> _Tasks to perform_
[A] In the news article about Stewart Murray Wilson's move to Whanganui Prison, rewrite more briefly the paragraph that begins "The Wanganui District Council has opposed", keeping its main facts.
[B] Carry on the news article about Stewart Murray Wilson's move to Whanganui Prison for a few more sentences, starting right after its last sentence.

Start of Document excerpt

Serial sex offender Stewart Murray Wilson has today been moved to Whanganui Prison despite legal action opposing his parole to the region still to be heard in the High Court.
The Department of Corrections this afternoon confirmed the man dubbed the "Beast of Blenheim'' had been relocated to Whanganui Prison prior to his release next week.
He was moved from Rolleston Prison in Christchurch where he has been serving an 18-year sentence. He is due to be paroled to Wanganui on September 1.
Strict parole conditions mean he will live on prison grounds, with a GPS tracking system to monitor his whereabouts.
The Wanganui District Council has opposed the parole of Wilson to its community and is taking its argument to court, which is set down to be heard in the High Court at Wellington on Monday.
Wanganui Mayor Annette Main said she received a call from the Department of Corrections this afternoon telling her of the move and she was "absolutely'' surprised to hear the move had happened before the court action.
"I hadn't expected it would be today, but I guess it's consistent with what they've said all the time that they're having to house him on the grounds of Whanganui Prison.''
The Parole Board said part of the reason Wilson was being paroled to Wanganui was because it was one of the few cities with the adequate resources and where none of his victims lived.
Ms Main said the Council was still not accepting that he was going to be paroled to Wanganui.
"I know they've got three days and they have to assume that they'll be successful but we don't expect that yet.

End of Document excerpt
Start of Extracted material

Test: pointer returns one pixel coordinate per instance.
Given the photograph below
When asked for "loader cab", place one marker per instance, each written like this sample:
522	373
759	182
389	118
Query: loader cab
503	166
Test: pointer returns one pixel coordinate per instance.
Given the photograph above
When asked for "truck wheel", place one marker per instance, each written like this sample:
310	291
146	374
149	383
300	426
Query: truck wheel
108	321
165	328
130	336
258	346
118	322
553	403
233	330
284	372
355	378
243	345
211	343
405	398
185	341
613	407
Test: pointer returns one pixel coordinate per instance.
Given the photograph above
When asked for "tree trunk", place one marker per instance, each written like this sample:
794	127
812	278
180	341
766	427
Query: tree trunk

End of Extracted material

> _Expected responses_
[A] The Wanganui District Council opposes Wilson's parole to its community and is taking the matter to court. The case will be heard in the High Court at Wellington on Monday.

[B]
"We wouldn't be taking the legal action if we weren't pretty confident we weren't going to succeed,'' she said.
Wilson's lawyer Andrew McKenzie has also launched an urgent legal bid to ease Murray's strict release conditions.
That will also be heard in the High Court at Wellington on Monday.
The Department of Corrections today said it continued to follow the direction of the Parole Board to place Wilson back in the community.
Wilson's move to Whanganui Prison was "part of a routine transfer of prisoners'', it said.
"I am aware that this is a stressful time for the community in this region and I would like to thank them for their understanding while we place this high profile offender back into society,'' Corrections Services general manager Brendan Anstiss said in a statement.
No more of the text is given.